*Stated goal*:
Give the data below again exactly as it stands. Omit the pictures.

** Start **

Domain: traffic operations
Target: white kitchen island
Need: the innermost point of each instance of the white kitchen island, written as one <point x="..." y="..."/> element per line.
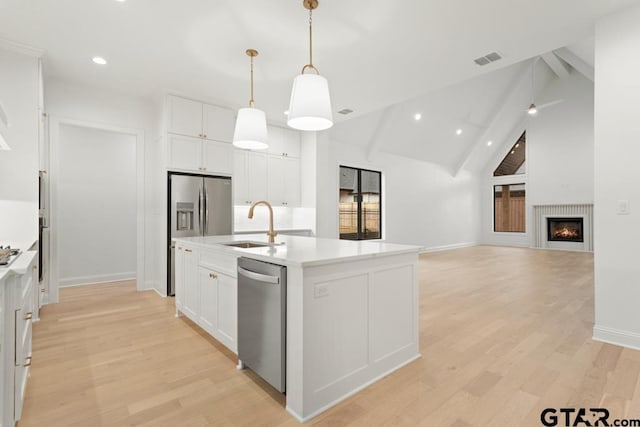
<point x="352" y="308"/>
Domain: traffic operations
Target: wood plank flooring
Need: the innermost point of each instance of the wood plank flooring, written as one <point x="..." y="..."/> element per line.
<point x="504" y="333"/>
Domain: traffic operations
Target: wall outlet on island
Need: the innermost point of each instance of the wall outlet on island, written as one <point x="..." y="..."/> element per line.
<point x="320" y="290"/>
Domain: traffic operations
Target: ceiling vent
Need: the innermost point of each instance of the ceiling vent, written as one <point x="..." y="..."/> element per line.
<point x="488" y="58"/>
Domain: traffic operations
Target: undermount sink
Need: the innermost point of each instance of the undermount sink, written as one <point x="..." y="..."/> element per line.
<point x="247" y="244"/>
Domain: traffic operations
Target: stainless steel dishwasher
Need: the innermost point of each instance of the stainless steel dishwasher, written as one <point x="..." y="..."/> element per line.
<point x="262" y="320"/>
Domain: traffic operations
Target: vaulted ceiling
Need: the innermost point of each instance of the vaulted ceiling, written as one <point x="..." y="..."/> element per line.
<point x="375" y="54"/>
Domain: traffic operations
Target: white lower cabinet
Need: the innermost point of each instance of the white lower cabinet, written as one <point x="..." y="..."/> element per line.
<point x="207" y="292"/>
<point x="18" y="310"/>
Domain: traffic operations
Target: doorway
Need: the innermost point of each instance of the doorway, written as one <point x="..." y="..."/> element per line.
<point x="97" y="205"/>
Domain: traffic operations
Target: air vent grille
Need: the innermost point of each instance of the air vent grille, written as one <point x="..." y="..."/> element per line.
<point x="488" y="58"/>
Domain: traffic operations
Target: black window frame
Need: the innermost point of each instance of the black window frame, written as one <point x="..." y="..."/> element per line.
<point x="360" y="232"/>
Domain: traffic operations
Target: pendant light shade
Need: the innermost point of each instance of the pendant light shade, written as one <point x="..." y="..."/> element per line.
<point x="251" y="129"/>
<point x="251" y="123"/>
<point x="310" y="104"/>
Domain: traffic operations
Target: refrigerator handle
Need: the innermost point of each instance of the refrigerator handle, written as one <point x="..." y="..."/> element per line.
<point x="206" y="210"/>
<point x="200" y="207"/>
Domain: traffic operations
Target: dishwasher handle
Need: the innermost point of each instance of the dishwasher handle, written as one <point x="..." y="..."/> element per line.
<point x="259" y="277"/>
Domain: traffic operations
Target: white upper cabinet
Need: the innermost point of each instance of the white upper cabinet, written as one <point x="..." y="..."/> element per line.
<point x="199" y="136"/>
<point x="218" y="123"/>
<point x="217" y="157"/>
<point x="185" y="117"/>
<point x="283" y="142"/>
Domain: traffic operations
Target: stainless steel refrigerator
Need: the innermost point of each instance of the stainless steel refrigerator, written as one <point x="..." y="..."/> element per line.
<point x="198" y="206"/>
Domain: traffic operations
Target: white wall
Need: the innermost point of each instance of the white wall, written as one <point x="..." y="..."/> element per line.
<point x="19" y="166"/>
<point x="96" y="189"/>
<point x="617" y="177"/>
<point x="64" y="100"/>
<point x="422" y="203"/>
<point x="559" y="156"/>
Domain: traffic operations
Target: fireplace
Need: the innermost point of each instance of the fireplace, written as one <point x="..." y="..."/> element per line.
<point x="565" y="229"/>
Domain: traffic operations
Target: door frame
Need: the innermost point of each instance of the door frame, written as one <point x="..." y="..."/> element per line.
<point x="54" y="168"/>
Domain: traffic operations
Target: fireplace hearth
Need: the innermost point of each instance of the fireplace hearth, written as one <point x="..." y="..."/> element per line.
<point x="565" y="229"/>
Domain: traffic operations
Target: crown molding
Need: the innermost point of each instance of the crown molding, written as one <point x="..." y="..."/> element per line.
<point x="22" y="48"/>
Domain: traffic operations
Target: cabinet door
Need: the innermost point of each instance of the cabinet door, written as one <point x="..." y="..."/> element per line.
<point x="217" y="157"/>
<point x="257" y="174"/>
<point x="291" y="143"/>
<point x="185" y="117"/>
<point x="275" y="180"/>
<point x="208" y="300"/>
<point x="219" y="123"/>
<point x="228" y="310"/>
<point x="179" y="272"/>
<point x="291" y="172"/>
<point x="191" y="302"/>
<point x="185" y="152"/>
<point x="240" y="177"/>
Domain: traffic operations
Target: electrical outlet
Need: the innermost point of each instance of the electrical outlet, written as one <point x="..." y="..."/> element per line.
<point x="623" y="207"/>
<point x="320" y="290"/>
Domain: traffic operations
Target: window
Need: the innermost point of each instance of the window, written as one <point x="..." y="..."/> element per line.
<point x="360" y="204"/>
<point x="509" y="208"/>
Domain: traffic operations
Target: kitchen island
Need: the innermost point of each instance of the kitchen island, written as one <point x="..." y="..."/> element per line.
<point x="351" y="308"/>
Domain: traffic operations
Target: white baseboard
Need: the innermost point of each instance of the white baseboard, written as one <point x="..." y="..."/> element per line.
<point x="92" y="280"/>
<point x="425" y="249"/>
<point x="617" y="337"/>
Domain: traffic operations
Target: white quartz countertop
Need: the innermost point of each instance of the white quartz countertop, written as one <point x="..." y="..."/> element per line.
<point x="301" y="251"/>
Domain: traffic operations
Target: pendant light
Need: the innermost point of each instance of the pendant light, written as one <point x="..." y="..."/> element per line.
<point x="310" y="105"/>
<point x="533" y="110"/>
<point x="251" y="124"/>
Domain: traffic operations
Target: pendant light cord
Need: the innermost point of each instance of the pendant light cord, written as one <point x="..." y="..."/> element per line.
<point x="310" y="64"/>
<point x="251" y="103"/>
<point x="311" y="37"/>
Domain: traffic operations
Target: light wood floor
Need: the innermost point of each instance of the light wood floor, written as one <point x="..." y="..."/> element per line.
<point x="504" y="333"/>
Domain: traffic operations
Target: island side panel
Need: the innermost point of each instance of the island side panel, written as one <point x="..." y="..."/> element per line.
<point x="295" y="333"/>
<point x="360" y="321"/>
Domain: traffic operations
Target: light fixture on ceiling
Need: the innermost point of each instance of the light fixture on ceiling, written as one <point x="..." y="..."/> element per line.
<point x="251" y="124"/>
<point x="310" y="105"/>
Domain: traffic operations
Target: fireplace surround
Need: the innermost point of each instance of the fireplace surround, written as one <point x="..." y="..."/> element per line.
<point x="565" y="229"/>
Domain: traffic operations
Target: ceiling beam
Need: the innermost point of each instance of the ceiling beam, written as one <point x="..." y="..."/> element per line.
<point x="572" y="59"/>
<point x="377" y="139"/>
<point x="556" y="64"/>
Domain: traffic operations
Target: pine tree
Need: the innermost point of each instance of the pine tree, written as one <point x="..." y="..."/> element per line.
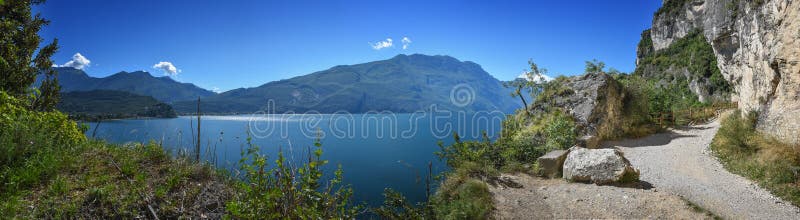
<point x="20" y="61"/>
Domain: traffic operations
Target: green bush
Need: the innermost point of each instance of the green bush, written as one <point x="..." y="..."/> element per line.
<point x="745" y="151"/>
<point x="30" y="142"/>
<point x="284" y="191"/>
<point x="559" y="132"/>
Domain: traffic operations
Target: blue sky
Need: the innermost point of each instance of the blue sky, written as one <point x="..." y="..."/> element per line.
<point x="232" y="44"/>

** End **

*Written answer*:
Domain: traffic operations
Target: white kitchen island
Need: the innermost point of each instance of the white kitchen island, written as one <point x="..." y="..."/> element per line.
<point x="352" y="308"/>
Domain: traffic operations
Target: wood plank flooring
Need: the innermost point of each instance of the wood plank flooring, written as one <point x="..." y="..."/> element per line.
<point x="504" y="333"/>
Domain: traffic operations
Target: wall outlet on island
Need: the innermost point of each instance of the wall outlet on island, written as one <point x="..." y="..."/> element per line.
<point x="320" y="290"/>
Domain: traffic operations
Target: ceiling vent
Need: the innermost point of each instance of the ceiling vent, written as one <point x="..." y="..."/> element per line.
<point x="488" y="58"/>
Domain: traffic operations
Target: undermount sink
Need: the innermost point of each instance of the undermount sink, written as one <point x="..." y="..."/> element per line.
<point x="247" y="244"/>
Domain: traffic operations
Target: stainless steel dishwasher
Need: the innermost point of each instance of the stainless steel dishwasher, written as one <point x="..." y="..."/> element per line.
<point x="262" y="320"/>
Domain: traffic operations
Target: vaulted ceiling
Need: the innermost point of each instance of the vaulted ceiling, written as one <point x="..." y="..."/> element per line.
<point x="375" y="54"/>
Domain: traffic operations
Target: white lower cabinet
Need: the innermost point of each instance of the white lower cabinet, written as one <point x="..." y="..."/> element per line.
<point x="207" y="292"/>
<point x="18" y="310"/>
Domain: traffic operations
Target: doorway
Need: the innermost point of each instance of the doorway, written as one <point x="..." y="..."/> element per line.
<point x="97" y="205"/>
Domain: traffic operations
Target: air vent grille
Need: the innermost point of each instance of the air vent grille, written as one <point x="..." y="..."/> element per line.
<point x="488" y="58"/>
Domain: traffic operations
Target: black window frame
Need: the innermost point of each instance of the black window frame, written as one <point x="..." y="..."/> element per line.
<point x="360" y="232"/>
Domain: traffic operations
Target: pendant light shade
Need: the innermost point of each instance of the pendant light shade, written as one <point x="..." y="..."/> element per line.
<point x="251" y="129"/>
<point x="251" y="123"/>
<point x="310" y="104"/>
Domain: traffic operations
Target: refrigerator handle
Need: the innermost point of each instance of the refrigerator handle, written as one <point x="..." y="..."/> element per line.
<point x="206" y="210"/>
<point x="200" y="207"/>
Domain: traffic operations
Target: dishwasher handle
Need: the innermost point of each instance of the dishwasher handle, written as one <point x="..." y="..."/> element per line.
<point x="259" y="277"/>
Domain: traffic operations
Target: white upper cabinet
Need: the innermost point of each instance of the white upper cabinet, written as one <point x="..." y="..."/> element per line.
<point x="199" y="136"/>
<point x="218" y="123"/>
<point x="217" y="157"/>
<point x="185" y="117"/>
<point x="283" y="142"/>
Domain: traffic operations
Target: stainless steel refrigerator
Need: the innermost point of each instance of the stainless steel refrigerator, written as one <point x="..." y="..."/> element per line.
<point x="198" y="206"/>
Domain: traffic operations
Target: white wall
Need: the innermost point of each instance of the white wall, written as one <point x="..." y="..."/> element per line.
<point x="19" y="166"/>
<point x="96" y="189"/>
<point x="617" y="177"/>
<point x="64" y="100"/>
<point x="422" y="203"/>
<point x="559" y="156"/>
Domain: traffic operations
Target: fireplace
Need: the innermost point of each instance of the fireplace, written as one <point x="..." y="..."/> element per line.
<point x="565" y="229"/>
Domain: traffic operations
Target: door frame
Need: the innermost point of each instance of the door frame, written as one <point x="..." y="..."/> element per line.
<point x="54" y="168"/>
Domain: traffic operations
Target: fireplace hearth
Need: the innermost point of each instance of the fireplace hearth, written as one <point x="..." y="..."/> element per line.
<point x="565" y="229"/>
Domain: traffic operations
Target: crown molding
Need: the innermost point of each instance of the crown molding, written as one <point x="..." y="..."/> element per line.
<point x="22" y="48"/>
Domain: traffic operations
Target: cabinet door
Need: the innermost point of each instance of the cabinet door, written as one <point x="..." y="..."/> element per line.
<point x="217" y="157"/>
<point x="257" y="174"/>
<point x="291" y="143"/>
<point x="185" y="117"/>
<point x="275" y="180"/>
<point x="208" y="300"/>
<point x="219" y="123"/>
<point x="228" y="310"/>
<point x="179" y="272"/>
<point x="291" y="172"/>
<point x="191" y="302"/>
<point x="185" y="152"/>
<point x="240" y="177"/>
Domain: traffic operations
Target: electrical outlet
Need: the innermost point of each instance of the electrical outlet, written as one <point x="..." y="..."/> element per line.
<point x="623" y="207"/>
<point x="320" y="290"/>
Domain: traffic operations
Target: window
Need: the innermost point of each instance of the window, written as one <point x="..." y="..."/> element per line.
<point x="360" y="204"/>
<point x="509" y="208"/>
Domain: traffic operations
Target: kitchen island
Need: the innermost point of each instance of the kitchen island, written as one <point x="..." y="..."/> element per line.
<point x="351" y="308"/>
Domain: traffic operations
Target: white baseboard
Need: the innermost point of each instance of the white baseboard, written as one <point x="..." y="..."/> element per line.
<point x="92" y="280"/>
<point x="425" y="249"/>
<point x="617" y="337"/>
Domain: traffic operations
Target: white quartz countertop
Need: the innermost point of each instance of the white quartz countertop, written as one <point x="..." y="..."/> element per line.
<point x="301" y="251"/>
Domain: traffic operations
Target: pendant light
Need: the innermost point of each instance of the pendant light, written as one <point x="..." y="..."/> element per line.
<point x="310" y="105"/>
<point x="533" y="110"/>
<point x="251" y="124"/>
Domain: traffic operations
Target: pendant light cord
Need: the innermost point of each instance of the pendant light cord, written as one <point x="..." y="..."/> element per line.
<point x="310" y="64"/>
<point x="251" y="103"/>
<point x="311" y="37"/>
Domain: traffic operations
Target: light wood floor
Need: the innermost point of each instance of the light wood floor, written as one <point x="..." y="..."/> element per line.
<point x="504" y="333"/>
Domain: traffic operations
Target: island side panel
Need: the innermost point of each instance of the island side panel, written as one <point x="..." y="..."/> element per line.
<point x="295" y="333"/>
<point x="360" y="321"/>
Domain: traffic operations
Target: light fixture on ceiling
Need: the innermost point of each instance of the light fixture on ceiling, written as one <point x="..." y="..."/> element per line.
<point x="251" y="124"/>
<point x="310" y="105"/>
Domain: traffic operations
Target: fireplace surround
Need: the innermost point of each instance of the fireplace surround, written as one <point x="..." y="..."/> element per line.
<point x="565" y="229"/>
Domain: traffic operations
Target: ceiling beam
Need: the innermost point of each instance of the ceiling beam, written as one <point x="..." y="..."/> element per line.
<point x="572" y="59"/>
<point x="377" y="139"/>
<point x="556" y="64"/>
Domain: traffic operations
Target: pine tree
Need: the innermost point of each instance of the pine tree, written as one <point x="..." y="..."/> element per line.
<point x="20" y="61"/>
Domain: traffic operations
Target: green bush
Need: the innermost point of each instance of the green bush, written as one <point x="..." y="..."/> element per line.
<point x="745" y="151"/>
<point x="30" y="142"/>
<point x="284" y="191"/>
<point x="559" y="132"/>
Domain: traffic operations
Target: blue sky
Need: the innermost point of each instance of the blue sky, written as one <point x="..." y="..."/> element per line.
<point x="232" y="44"/>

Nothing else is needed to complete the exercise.